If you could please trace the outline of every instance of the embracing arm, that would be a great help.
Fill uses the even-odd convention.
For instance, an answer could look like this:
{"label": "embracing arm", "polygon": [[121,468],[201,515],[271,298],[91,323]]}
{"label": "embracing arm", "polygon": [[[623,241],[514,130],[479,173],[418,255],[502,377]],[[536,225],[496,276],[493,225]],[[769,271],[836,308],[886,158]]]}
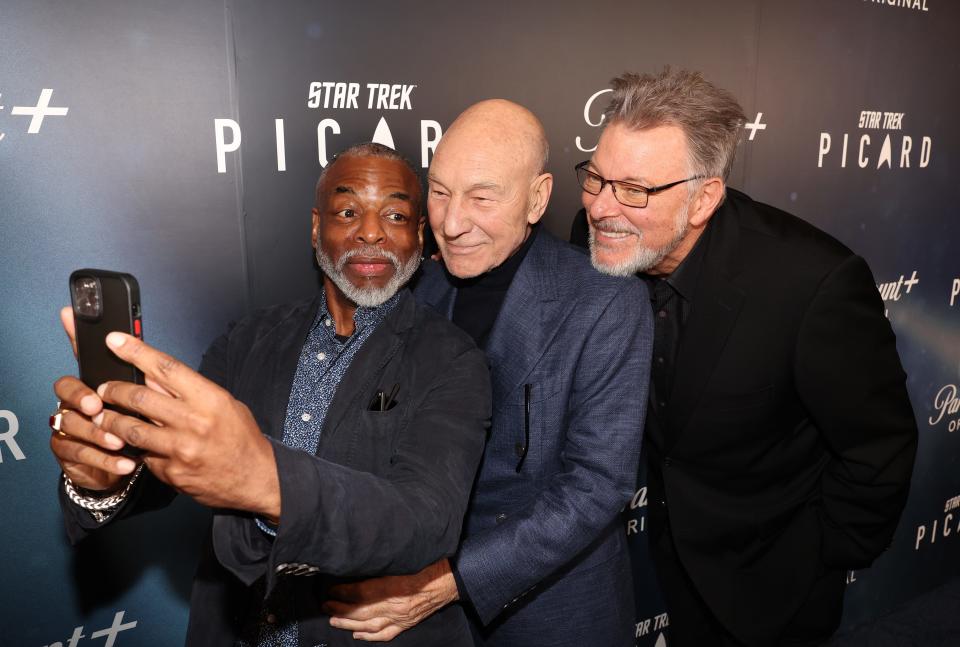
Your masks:
{"label": "embracing arm", "polygon": [[824,563],[868,566],[906,503],[917,425],[896,339],[860,257],[834,269],[807,308],[795,375],[831,450],[821,480]]}
{"label": "embracing arm", "polygon": [[374,475],[273,442],[281,515],[275,538],[220,514],[214,547],[242,581],[278,573],[410,573],[452,554],[490,417],[486,361],[449,360],[399,432],[391,468]]}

----

**Task statement:** Copy the records above line for line with no changes, leaving out the pictures.

**Exercise result:**
If you could please trace the outline of every instance of the embracing arm, that would be a great help.
Fill uses the even-odd convention.
For instance, an answer could look like this:
{"label": "embracing arm", "polygon": [[121,468],[201,515],[271,298],[91,323]]}
{"label": "embracing arm", "polygon": [[[623,241],[514,130],[479,173],[418,255],[502,377]],[[536,225],[496,276],[493,225]],[[769,271],[836,308],[886,158]]]}
Your masks:
{"label": "embracing arm", "polygon": [[824,563],[868,566],[906,503],[917,425],[896,339],[860,257],[834,269],[807,308],[795,375],[831,450],[821,480]]}
{"label": "embracing arm", "polygon": [[374,475],[273,442],[281,515],[275,538],[220,514],[214,547],[242,581],[278,573],[410,573],[452,554],[490,417],[486,361],[449,360],[399,432],[391,468]]}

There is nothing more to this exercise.